> [Cosa si richiede] Trascrivi per favore l'intero elenco qui sotto, riga per riga, senza cambiare nulla.
□ □ □ □
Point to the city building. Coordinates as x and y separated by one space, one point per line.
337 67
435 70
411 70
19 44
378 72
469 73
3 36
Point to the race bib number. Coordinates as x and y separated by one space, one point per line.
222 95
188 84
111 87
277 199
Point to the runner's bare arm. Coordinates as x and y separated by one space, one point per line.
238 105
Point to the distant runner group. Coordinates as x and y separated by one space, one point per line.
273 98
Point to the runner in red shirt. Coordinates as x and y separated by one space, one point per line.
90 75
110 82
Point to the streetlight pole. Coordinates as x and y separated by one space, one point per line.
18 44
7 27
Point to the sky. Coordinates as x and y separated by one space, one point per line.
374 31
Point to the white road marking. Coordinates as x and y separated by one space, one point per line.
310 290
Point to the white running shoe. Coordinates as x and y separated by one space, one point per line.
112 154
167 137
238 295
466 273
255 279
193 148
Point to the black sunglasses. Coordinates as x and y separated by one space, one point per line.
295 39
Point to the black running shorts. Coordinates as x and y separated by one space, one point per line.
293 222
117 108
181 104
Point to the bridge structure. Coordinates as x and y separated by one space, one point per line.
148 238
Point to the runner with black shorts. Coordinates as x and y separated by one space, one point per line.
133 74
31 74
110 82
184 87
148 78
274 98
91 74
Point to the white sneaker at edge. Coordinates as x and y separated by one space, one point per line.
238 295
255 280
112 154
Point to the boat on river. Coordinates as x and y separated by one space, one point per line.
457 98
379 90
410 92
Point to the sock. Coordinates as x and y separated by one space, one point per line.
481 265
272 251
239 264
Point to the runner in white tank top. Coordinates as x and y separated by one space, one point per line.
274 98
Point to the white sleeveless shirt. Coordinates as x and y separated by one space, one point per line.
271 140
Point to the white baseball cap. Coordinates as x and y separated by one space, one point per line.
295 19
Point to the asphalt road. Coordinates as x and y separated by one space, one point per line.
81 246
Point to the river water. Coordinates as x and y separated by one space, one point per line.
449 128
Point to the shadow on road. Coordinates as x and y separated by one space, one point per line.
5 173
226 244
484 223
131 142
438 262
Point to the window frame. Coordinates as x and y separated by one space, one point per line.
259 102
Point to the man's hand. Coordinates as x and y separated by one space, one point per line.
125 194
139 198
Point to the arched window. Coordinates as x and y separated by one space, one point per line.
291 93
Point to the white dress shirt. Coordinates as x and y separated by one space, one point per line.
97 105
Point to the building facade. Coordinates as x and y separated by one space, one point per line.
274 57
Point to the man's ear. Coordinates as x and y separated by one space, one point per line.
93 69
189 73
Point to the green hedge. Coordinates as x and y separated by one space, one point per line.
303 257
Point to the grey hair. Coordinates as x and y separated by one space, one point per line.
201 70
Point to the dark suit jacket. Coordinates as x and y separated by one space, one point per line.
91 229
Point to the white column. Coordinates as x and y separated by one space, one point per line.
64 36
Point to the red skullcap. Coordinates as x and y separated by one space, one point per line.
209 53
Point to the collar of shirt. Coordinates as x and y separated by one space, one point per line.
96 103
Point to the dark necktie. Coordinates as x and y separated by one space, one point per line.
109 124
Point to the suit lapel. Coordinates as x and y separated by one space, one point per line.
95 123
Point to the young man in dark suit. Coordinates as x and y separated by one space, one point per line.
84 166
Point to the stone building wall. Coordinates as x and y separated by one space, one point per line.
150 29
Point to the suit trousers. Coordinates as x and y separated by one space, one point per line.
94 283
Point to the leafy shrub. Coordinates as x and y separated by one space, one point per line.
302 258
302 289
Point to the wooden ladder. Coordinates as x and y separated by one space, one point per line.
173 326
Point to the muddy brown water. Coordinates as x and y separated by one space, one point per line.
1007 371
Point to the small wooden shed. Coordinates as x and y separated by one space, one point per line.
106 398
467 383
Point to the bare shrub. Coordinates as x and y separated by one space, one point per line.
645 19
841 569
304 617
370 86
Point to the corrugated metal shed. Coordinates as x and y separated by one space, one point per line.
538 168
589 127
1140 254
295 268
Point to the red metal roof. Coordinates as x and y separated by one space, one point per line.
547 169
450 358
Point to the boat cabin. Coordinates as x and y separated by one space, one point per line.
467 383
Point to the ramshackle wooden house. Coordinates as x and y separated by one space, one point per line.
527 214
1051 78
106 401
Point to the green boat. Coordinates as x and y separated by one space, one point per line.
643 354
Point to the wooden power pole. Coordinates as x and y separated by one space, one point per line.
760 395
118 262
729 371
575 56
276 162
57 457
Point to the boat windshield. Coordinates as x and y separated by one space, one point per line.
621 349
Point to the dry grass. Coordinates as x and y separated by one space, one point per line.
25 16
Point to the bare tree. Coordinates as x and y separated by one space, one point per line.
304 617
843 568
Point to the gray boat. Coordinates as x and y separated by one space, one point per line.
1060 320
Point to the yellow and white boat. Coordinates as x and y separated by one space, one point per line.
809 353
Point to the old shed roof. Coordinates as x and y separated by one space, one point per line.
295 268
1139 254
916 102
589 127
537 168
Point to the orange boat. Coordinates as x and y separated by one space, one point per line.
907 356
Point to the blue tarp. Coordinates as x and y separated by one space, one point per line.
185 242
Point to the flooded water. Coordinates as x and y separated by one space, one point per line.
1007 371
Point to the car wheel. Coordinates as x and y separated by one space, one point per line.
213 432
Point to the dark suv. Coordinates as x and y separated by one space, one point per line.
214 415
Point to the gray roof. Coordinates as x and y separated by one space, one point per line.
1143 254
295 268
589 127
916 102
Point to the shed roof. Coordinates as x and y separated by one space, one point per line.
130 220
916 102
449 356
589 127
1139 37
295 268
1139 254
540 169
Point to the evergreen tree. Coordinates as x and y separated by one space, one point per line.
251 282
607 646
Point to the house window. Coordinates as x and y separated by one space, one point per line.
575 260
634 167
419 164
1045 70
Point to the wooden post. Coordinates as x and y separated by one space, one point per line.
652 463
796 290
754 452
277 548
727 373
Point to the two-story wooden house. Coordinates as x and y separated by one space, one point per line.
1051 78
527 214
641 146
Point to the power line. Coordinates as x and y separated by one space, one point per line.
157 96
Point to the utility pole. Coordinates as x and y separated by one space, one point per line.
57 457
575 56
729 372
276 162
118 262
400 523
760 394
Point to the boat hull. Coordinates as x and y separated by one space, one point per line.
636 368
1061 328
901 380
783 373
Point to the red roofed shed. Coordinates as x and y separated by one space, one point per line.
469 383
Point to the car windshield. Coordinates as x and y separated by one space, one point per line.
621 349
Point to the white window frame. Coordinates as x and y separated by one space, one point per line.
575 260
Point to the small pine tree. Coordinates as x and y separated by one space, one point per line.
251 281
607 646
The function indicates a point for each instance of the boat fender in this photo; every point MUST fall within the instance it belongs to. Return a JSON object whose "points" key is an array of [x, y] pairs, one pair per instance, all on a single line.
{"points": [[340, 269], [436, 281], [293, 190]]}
□ □ □ □
> [Risposta corretta]
Point to the city building. Coordinates as x and y separated by one space, one point per line.
337 67
435 70
411 70
19 44
378 72
469 73
3 36
Point to the race bib number. Coordinates as x and y separated by one space, one point per line.
222 95
188 84
111 87
277 199
Point to the runner's bare arm. Coordinates as x and y separated by one space, one point per line.
238 105
Point to the distant runner group. Coordinates as x and y separated by one space, one point per line.
273 98
Point to the runner in red shirt. Coordinates as x and y separated by one space, one point per line.
90 75
110 82
Point to the streetlight pole. Coordinates as x and y separated by one space, one point per line.
18 44
7 27
Point to the sky. Coordinates as x and y separated by one space, one point per line.
374 31
Point to the white road marking. Coordinates as x and y separated by one space, one point per line.
310 290
Point to the white running shoe. Coordinates as x and y separated by one space, one point per line.
112 154
167 137
238 295
466 273
255 279
193 148
Point to the black sunglasses. Coordinates as x and y separated by one space, one point per line.
295 39
Point to the black running shorts. Coordinates as x and y separated by one space, one point per line.
293 222
117 108
181 104
Point to the bridge structure. Coordinates as x and y separated by one space, one point per line.
148 238
Point to the runner with black shorts. Coordinates as x and y separated by one space, one point per line.
133 74
31 74
110 82
184 87
148 78
274 98
91 74
Point to the white sneaker at edge. Coordinates as x and y separated by one space, one point per line.
238 295
255 280
112 154
Point to the boat on river. Coordinates as x and y separated by one space, one point per line.
457 98
379 90
410 92
Point to the sock. Coordinates as x and y separated by one space, one point per line.
481 265
272 251
239 264
Point to the runner in white tank top. Coordinates as x and y separated by one space, one point per line.
274 98
Point to the white sleeveless shirt. Coordinates as x and y separated by one space, one point per line.
271 140
Point to the white baseball cap. Coordinates as x and y separated by one space, one point per line.
295 19
Point to the asphalt road. Coordinates as x and y separated by one space, one point per line.
81 246
Point to the river water. Coordinates as x and y separated by one space, one point per line.
449 128
Point to the shadow on road. Coordinates as x and y separated by one space, one point per line.
5 173
226 244
484 223
131 142
438 262
Point to the window frame. Coordinates as x and y separated by one space, one point per line.
259 102
Point to the man's hand. Coordinates as x and y separated by one space, one point per line.
125 194
139 198
Point to the arched window. Coordinates as x and y separated by one space, one point per line.
291 93
Point to the white dress shirt. Coordinates as x and y separated by one space, one point per line.
97 105
Point to the building facade. Coordinates as x and y separated by one space, one point per line.
274 57
Point to the man's ear. Coordinates as x and y separated by one space, one point per line.
93 69
189 73
Point to the green hedge. Coordinates as x and y separated by one space, one point per line.
303 257
Point to the grey hair. Coordinates as x and y separated by one space, one point per line.
201 70
Point to the dark suit jacket. Coordinates as x and y separated by one space, one point per line.
91 229
Point to the white column. Coordinates as x and y separated by one space, one point per line.
64 36
Point to the red skullcap. Coordinates as x and y separated by one space, one point per line.
209 53
Point to the collar of shirt. Coordinates as x and y separated by one space, one point per line.
96 103
Point to the dark necktie. Coordinates as x and y separated by one space, one point per line.
109 124
Point to the suit lapel. Coordinates as x and y separated by one space, one point per line.
95 123
Point to the young man in dark suit. Coordinates as x and y separated by one space, one point per line.
84 166
Point to the stone building wall. Coordinates as x and y separated by one space, one point per line.
150 29
Point to the suit trousers. Coordinates as x and y separated by one space, one point per line.
94 283
Point to the leafy shrub. Coordinates as x and y separated by one space, one point per line.
302 258
302 289
Point to the wooden ladder. Coordinates as x and y separated by one space, one point per line.
173 326
Point to the muddy brown water. Coordinates as x and y separated by one space, one point per line.
1007 371
Point to the small wooden shed. Coordinates as x and y separated by one space, one point per line.
106 398
467 383
Point to the bare shrub. Coordinates as x and y separated by one space, one point per line.
645 19
841 569
304 617
370 86
Point to the corrugated metal shed. Coordinates as x and y separated by one space, one point per line.
538 168
589 127
1140 254
295 268
Point to the red metal roof. Coordinates as x and y separated by one space, one point per line.
547 169
450 358
Point to the boat cabin. Coordinates as x and y separated by one space, one point per line.
467 383
Point to the ramshackle wooden house. Coordinates as x and y separated by one space, one point per line.
527 214
1051 78
106 401
Point to the green boat. Coordinates as x and y separated by one space, one point per line.
643 354
Point to the wooden power pole. Coordinates as x and y separated by one space, one point per line.
760 395
118 262
729 371
575 56
276 162
57 457
Point to the boat windshield. Coordinates as x and y separated by one space, one point per line.
621 349
Point to the dry grass. Coordinates as x and y separated by one space, one point per line.
25 16
Point to the bare tree. Coordinates as x and y separated by one space, one point per line.
304 617
843 568
Point to the gray boat. Coordinates as x and y separated by one space, one point per line.
1060 320
Point to the yellow and white boat. Coordinates as x and y separated by one space, one point per line.
809 353
Point to the old shed roof. Coordinates as x and y separated by one space, one point per line.
295 268
1139 254
916 102
589 127
537 168
Point to the orange boat. Coordinates as x and y separated by one space, one point per line.
907 356
Point to the blue tarp. Coordinates as x and y separated by one space, one point per line.
185 242
Point to the flooded water. Coordinates as x and y separated by one space, one point per line.
1007 371
Point to the car wheel. Coordinates as x and y separated by one space, one point per line.
213 432
Point to the dark suv. Coordinates as x and y separated by one space, one point per line.
214 415
Point to the gray roof. Coordinates as x and y separated by one space, one point per line.
1143 254
295 268
589 127
916 102
Point to the shed roof. Coordinates as x and y separated by one space, one point per line.
130 220
916 102
449 356
589 127
1139 37
295 268
1139 254
540 169
Point to the evergreen tree. Coordinates as x and y separated by one space, one point per line.
251 282
607 646
Point to the house window. Coordinates as x and y separated by one space, one point per line.
575 260
634 167
419 164
1045 70
Point to the wooden post. Coordinates as x and y separated by one space, one point per line.
652 463
796 290
754 452
277 548
727 373
Point to the two-story wooden house. Coordinates as x and y separated by one space, one point per line.
1051 78
527 214
641 146
Point to the power line. Coordinates as x and y separated by one space, one point per line.
157 96
Point to the utility pole. Coordinates as x and y separated by one space, one point per line.
57 457
575 56
729 372
276 162
118 262
400 523
760 394
Point to the boat hull. Coordinates as x and y separated by one space, one point per line.
636 368
1061 328
901 380
783 373
Point to the red roofed shed. Coordinates as x and y separated by one space, one point per line.
469 383
Point to the car windshield. Coordinates as x and y separated by one space, one point per line.
621 349
Point to the white window frame. Coordinates as x and y separated by one space, one point per line.
575 260
Point to the small pine tree. Coordinates as x and y separated by one space, one point per line.
251 281
607 646
The function indicates a point for each instance of the boat fender in this photo; every point MUST fall within the instance it belongs to. Return a JSON object whose "points" key is an array of [x, y] pairs, one pair per instance, all on a single line.
{"points": [[340, 269], [436, 281], [293, 190]]}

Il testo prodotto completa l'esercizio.